**Records shown:**
┌──

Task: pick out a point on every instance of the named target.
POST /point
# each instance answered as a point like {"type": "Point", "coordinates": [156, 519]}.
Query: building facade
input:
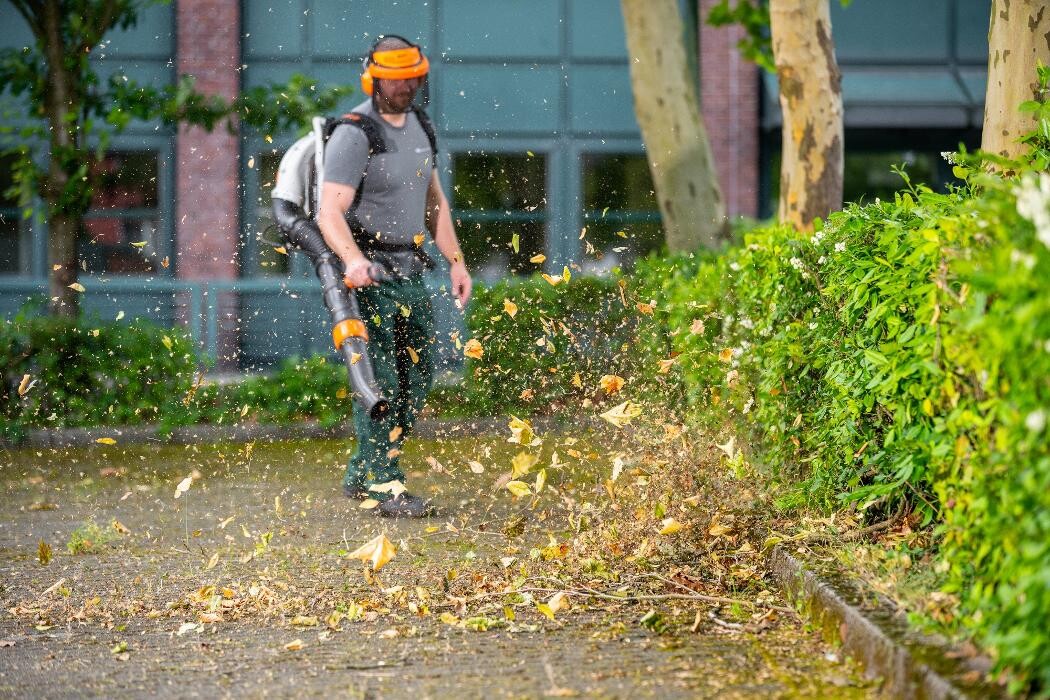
{"type": "Point", "coordinates": [533, 106]}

└──

**Exercise details:** Exact copy, pictures excluded: restate every record above word for word.

**Answer to this problem:**
Task: pick out a point on every instance of the named target.
POST /point
# each instance answered as a point like {"type": "Point", "coordinates": [156, 519]}.
Query: building facade
input:
{"type": "Point", "coordinates": [533, 106]}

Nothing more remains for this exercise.